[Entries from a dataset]
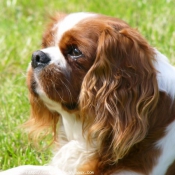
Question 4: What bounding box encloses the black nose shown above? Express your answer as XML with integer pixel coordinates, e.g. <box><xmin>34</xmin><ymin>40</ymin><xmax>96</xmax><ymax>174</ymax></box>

<box><xmin>32</xmin><ymin>50</ymin><xmax>50</xmax><ymax>68</ymax></box>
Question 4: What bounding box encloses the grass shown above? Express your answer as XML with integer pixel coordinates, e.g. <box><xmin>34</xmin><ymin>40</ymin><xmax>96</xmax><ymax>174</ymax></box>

<box><xmin>0</xmin><ymin>0</ymin><xmax>175</xmax><ymax>170</ymax></box>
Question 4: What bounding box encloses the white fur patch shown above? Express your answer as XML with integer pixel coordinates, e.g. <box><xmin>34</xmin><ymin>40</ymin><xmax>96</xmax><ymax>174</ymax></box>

<box><xmin>154</xmin><ymin>50</ymin><xmax>175</xmax><ymax>99</ymax></box>
<box><xmin>54</xmin><ymin>12</ymin><xmax>96</xmax><ymax>43</ymax></box>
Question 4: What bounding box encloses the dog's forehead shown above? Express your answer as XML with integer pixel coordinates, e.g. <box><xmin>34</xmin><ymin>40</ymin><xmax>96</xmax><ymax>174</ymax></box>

<box><xmin>54</xmin><ymin>12</ymin><xmax>97</xmax><ymax>43</ymax></box>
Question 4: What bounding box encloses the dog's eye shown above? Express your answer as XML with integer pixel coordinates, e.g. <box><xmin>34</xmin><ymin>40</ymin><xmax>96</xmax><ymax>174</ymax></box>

<box><xmin>68</xmin><ymin>47</ymin><xmax>83</xmax><ymax>60</ymax></box>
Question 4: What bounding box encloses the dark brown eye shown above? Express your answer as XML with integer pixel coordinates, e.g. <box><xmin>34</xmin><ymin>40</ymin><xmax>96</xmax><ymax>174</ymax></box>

<box><xmin>68</xmin><ymin>47</ymin><xmax>83</xmax><ymax>60</ymax></box>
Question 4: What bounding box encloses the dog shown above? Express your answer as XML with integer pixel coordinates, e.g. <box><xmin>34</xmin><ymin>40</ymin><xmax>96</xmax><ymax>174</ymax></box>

<box><xmin>0</xmin><ymin>12</ymin><xmax>175</xmax><ymax>175</ymax></box>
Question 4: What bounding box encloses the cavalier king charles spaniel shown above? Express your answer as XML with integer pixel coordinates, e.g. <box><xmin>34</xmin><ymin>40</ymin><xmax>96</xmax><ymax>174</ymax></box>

<box><xmin>0</xmin><ymin>13</ymin><xmax>175</xmax><ymax>175</ymax></box>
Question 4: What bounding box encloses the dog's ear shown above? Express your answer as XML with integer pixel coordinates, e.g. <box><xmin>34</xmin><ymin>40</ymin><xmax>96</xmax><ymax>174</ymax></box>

<box><xmin>80</xmin><ymin>26</ymin><xmax>158</xmax><ymax>163</ymax></box>
<box><xmin>24</xmin><ymin>68</ymin><xmax>59</xmax><ymax>141</ymax></box>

▶ [AIM]: Recast the rows above as a Markdown table with two columns, Number and Text, putting each line in its own numbered row. Skip blank lines and leave the pictures out.

▶ [RESPONSE TO THE EXERCISE]:
| Number | Text |
|---|---|
| 1 | Question 4: What bounding box encloses the black nose shown above? Express your answer as XML with integer pixel coordinates, e.g. <box><xmin>34</xmin><ymin>40</ymin><xmax>96</xmax><ymax>174</ymax></box> |
| 2 | <box><xmin>32</xmin><ymin>50</ymin><xmax>50</xmax><ymax>68</ymax></box> |
| 3 | Question 4: What bounding box encloses the grass shown above? Express your answer as XML with integer pixel coordinates, e.g. <box><xmin>34</xmin><ymin>40</ymin><xmax>96</xmax><ymax>174</ymax></box> |
| 4 | <box><xmin>0</xmin><ymin>0</ymin><xmax>175</xmax><ymax>170</ymax></box> |
| 5 | Question 4: What bounding box encloses the white fur patch shown above? Express your answer as XML with integer pixel coordinates, e.g. <box><xmin>34</xmin><ymin>40</ymin><xmax>96</xmax><ymax>174</ymax></box> |
| 6 | <box><xmin>154</xmin><ymin>50</ymin><xmax>175</xmax><ymax>99</ymax></box> |
| 7 | <box><xmin>54</xmin><ymin>12</ymin><xmax>96</xmax><ymax>43</ymax></box> |
| 8 | Question 4: What bounding box encloses the dog's forehead shown above? Express your answer as XML with integer pixel coordinates, e.g. <box><xmin>34</xmin><ymin>40</ymin><xmax>96</xmax><ymax>174</ymax></box> |
| 9 | <box><xmin>54</xmin><ymin>12</ymin><xmax>97</xmax><ymax>43</ymax></box> |
| 10 | Question 4: What bounding box encloses the dog's eye shown above? Express your answer as XML with integer pixel coordinates, e.g. <box><xmin>34</xmin><ymin>40</ymin><xmax>96</xmax><ymax>174</ymax></box> |
| 11 | <box><xmin>68</xmin><ymin>47</ymin><xmax>83</xmax><ymax>60</ymax></box> |
| 12 | Question 4: What bounding box encloses the dark brown eye shown above? Express your answer as XML with integer pixel coordinates, e.g. <box><xmin>34</xmin><ymin>40</ymin><xmax>96</xmax><ymax>174</ymax></box> |
| 13 | <box><xmin>68</xmin><ymin>47</ymin><xmax>83</xmax><ymax>60</ymax></box> |
| 14 | Question 4: What bounding box encloses the dog shown above? Express your answer as XML with integer pixel coordinates, e.g. <box><xmin>34</xmin><ymin>40</ymin><xmax>96</xmax><ymax>174</ymax></box> |
| 15 | <box><xmin>0</xmin><ymin>12</ymin><xmax>175</xmax><ymax>175</ymax></box> |
| 16 | Question 4: What bounding box encloses the cavalier king charles spaniel shown above? Express your answer as XML with integer pixel coordinates, e.g. <box><xmin>34</xmin><ymin>40</ymin><xmax>96</xmax><ymax>174</ymax></box> |
| 17 | <box><xmin>0</xmin><ymin>13</ymin><xmax>175</xmax><ymax>175</ymax></box> |
| 18 | Question 4: What bounding box encloses the dog's ear shown above? Express your answer as XML with integer pixel coordinates, e.g. <box><xmin>34</xmin><ymin>40</ymin><xmax>96</xmax><ymax>174</ymax></box> |
| 19 | <box><xmin>80</xmin><ymin>26</ymin><xmax>158</xmax><ymax>163</ymax></box> |
| 20 | <box><xmin>24</xmin><ymin>68</ymin><xmax>59</xmax><ymax>141</ymax></box> |